- [Required work] Print exactly the lines starting at the one that contains "Spot the grass" and ending at the last line of the listing below.

- [Material supplied]
* * * * * * *

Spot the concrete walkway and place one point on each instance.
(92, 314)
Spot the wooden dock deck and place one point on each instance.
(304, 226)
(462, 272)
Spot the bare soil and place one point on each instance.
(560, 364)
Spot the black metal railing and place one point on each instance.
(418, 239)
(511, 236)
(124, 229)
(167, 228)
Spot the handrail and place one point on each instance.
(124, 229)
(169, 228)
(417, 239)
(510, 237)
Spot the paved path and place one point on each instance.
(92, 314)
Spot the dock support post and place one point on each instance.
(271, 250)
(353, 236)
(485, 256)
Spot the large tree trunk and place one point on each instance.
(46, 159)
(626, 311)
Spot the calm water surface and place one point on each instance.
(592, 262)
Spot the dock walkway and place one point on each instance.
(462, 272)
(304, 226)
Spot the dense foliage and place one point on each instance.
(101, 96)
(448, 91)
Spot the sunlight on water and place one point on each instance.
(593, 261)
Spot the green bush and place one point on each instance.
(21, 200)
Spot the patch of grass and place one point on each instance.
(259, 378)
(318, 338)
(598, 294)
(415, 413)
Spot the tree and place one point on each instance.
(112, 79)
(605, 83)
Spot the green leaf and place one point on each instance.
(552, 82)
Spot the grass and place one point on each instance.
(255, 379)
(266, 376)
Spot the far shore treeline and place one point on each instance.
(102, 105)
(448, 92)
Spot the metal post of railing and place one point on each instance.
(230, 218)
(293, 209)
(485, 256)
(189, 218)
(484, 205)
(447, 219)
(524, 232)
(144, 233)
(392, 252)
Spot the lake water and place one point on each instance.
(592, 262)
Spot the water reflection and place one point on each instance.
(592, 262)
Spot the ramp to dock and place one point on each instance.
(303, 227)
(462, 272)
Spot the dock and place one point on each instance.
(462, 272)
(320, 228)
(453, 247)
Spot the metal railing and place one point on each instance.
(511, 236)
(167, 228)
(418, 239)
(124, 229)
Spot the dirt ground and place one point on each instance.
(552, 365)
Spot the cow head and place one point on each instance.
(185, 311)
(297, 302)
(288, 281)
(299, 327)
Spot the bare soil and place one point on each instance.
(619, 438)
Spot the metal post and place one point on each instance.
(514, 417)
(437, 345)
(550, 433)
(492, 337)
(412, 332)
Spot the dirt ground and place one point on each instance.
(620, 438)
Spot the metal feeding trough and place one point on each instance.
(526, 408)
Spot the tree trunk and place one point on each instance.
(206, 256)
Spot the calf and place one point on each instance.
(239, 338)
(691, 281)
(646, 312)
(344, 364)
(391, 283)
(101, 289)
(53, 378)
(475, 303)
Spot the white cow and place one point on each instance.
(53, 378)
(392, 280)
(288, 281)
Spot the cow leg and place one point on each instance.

* * * * * * *

- [Exercise output]
Spot the grass and place one point on each instance.
(255, 379)
(266, 376)
Spot the far shore treeline and place one point on each instance.
(102, 105)
(448, 92)
Spot the metal post of railing and place one point on each instance.
(230, 218)
(293, 209)
(485, 256)
(189, 218)
(484, 205)
(447, 219)
(524, 232)
(144, 233)
(392, 252)
Spot the lake water and place one point on each instance.
(592, 262)
Spot the water reflection and place one point on each instance.
(592, 262)
Spot the ramp to dock and place one point on each instance.
(303, 227)
(462, 272)
Spot the dock and place one point on each instance.
(462, 272)
(320, 228)
(453, 247)
Spot the metal railing and place one point on each instance.
(511, 236)
(167, 228)
(418, 239)
(124, 229)
Spot the dirt ground and place one point on each instance.
(552, 365)
Spot the cow head and place one point on each instance.
(185, 311)
(297, 302)
(288, 281)
(299, 327)
Spot the bare soil and place one point on each instance.
(619, 438)
Spot the metal post and place one point on each instance.
(514, 417)
(437, 345)
(550, 433)
(492, 337)
(412, 332)
Spot the dirt ground and place one point on each instance.
(620, 438)
Spot the metal feeding trough and place one point on each instance.
(526, 408)
Spot the tree trunk and place one point on each instance.
(206, 256)
Spot the calf and place one point on each instance.
(239, 338)
(691, 281)
(646, 312)
(344, 364)
(391, 283)
(101, 289)
(53, 378)
(475, 303)
Spot the white cow and place one point on each instance.
(53, 378)
(392, 280)
(288, 281)
Spot the cow leg and place one point on each instance.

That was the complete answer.